> **Instructions to follow**: Please copy out the records that follow, word for word.

> **Input data**:
· · ·

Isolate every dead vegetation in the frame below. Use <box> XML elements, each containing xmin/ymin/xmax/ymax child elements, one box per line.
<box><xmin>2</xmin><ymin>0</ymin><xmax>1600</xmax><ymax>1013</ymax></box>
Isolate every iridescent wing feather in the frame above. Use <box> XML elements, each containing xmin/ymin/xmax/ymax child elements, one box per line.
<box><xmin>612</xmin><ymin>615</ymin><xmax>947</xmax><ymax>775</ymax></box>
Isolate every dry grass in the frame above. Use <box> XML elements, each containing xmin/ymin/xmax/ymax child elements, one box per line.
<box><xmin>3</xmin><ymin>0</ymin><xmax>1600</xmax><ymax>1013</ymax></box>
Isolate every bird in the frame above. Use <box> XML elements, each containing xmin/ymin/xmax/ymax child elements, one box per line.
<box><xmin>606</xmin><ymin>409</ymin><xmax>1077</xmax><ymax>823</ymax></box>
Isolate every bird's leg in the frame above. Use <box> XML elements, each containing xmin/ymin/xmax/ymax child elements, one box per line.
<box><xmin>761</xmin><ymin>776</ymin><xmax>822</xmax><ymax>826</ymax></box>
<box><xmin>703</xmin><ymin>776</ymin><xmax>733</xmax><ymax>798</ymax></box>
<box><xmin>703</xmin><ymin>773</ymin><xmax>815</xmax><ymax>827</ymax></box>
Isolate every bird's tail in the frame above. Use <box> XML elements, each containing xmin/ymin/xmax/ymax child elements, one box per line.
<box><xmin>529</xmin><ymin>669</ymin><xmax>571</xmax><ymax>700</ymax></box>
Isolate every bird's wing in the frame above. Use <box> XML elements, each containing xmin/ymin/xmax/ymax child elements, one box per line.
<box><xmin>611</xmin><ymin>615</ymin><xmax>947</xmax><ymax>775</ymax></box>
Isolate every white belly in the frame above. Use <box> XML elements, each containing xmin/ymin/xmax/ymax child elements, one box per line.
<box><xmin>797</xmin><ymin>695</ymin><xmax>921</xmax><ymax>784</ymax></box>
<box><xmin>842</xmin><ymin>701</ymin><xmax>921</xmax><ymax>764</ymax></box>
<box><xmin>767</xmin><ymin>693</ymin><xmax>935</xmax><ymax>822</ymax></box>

· · ·

> **Written solution**:
Isolate every dead vegetation in the frame below. Use <box> XML elements, each containing xmin/ymin/xmax/ymax child elements, one box per line.
<box><xmin>2</xmin><ymin>0</ymin><xmax>1600</xmax><ymax>1013</ymax></box>
Isolate every iridescent wing feather in the frame above. Use <box> XML elements, each containing xmin/ymin/xmax/ymax child elements, one box per line.
<box><xmin>612</xmin><ymin>615</ymin><xmax>947</xmax><ymax>775</ymax></box>
Isolate every dry grass in the frame above. Use <box> XML elements, each containing xmin/ymin/xmax/ymax child elements, one box per line.
<box><xmin>3</xmin><ymin>0</ymin><xmax>1600</xmax><ymax>1013</ymax></box>
Isolate every bird in the frame above. Use <box> XML elements, each containing xmin/ymin/xmax/ymax child elements, one box per line.
<box><xmin>606</xmin><ymin>409</ymin><xmax>1077</xmax><ymax>823</ymax></box>
Isolate every bird's leg in the frame above. Use <box> XML elements, each containing xmin/ymin/xmax/ymax child elements, one box per line.
<box><xmin>761</xmin><ymin>776</ymin><xmax>822</xmax><ymax>826</ymax></box>
<box><xmin>703</xmin><ymin>776</ymin><xmax>733</xmax><ymax>798</ymax></box>
<box><xmin>703</xmin><ymin>773</ymin><xmax>815</xmax><ymax>827</ymax></box>
Isolate every bird's tail in the frame above. Use <box> XML elements, each containing xmin/ymin/xmax/ymax child elements, one box per line.
<box><xmin>529</xmin><ymin>669</ymin><xmax>571</xmax><ymax>700</ymax></box>
Isolate every bird's wing in the frame above. Use <box> XML elements, each containing xmin/ymin/xmax/ymax child elements, one box per line.
<box><xmin>611</xmin><ymin>615</ymin><xmax>947</xmax><ymax>775</ymax></box>
Isolate every white belly in the frame above. Use <box> XML elements, each containing xmin/ymin/xmax/ymax child elements, one box per line.
<box><xmin>797</xmin><ymin>695</ymin><xmax>921</xmax><ymax>784</ymax></box>
<box><xmin>842</xmin><ymin>701</ymin><xmax>921</xmax><ymax>764</ymax></box>
<box><xmin>767</xmin><ymin>693</ymin><xmax>935</xmax><ymax>822</ymax></box>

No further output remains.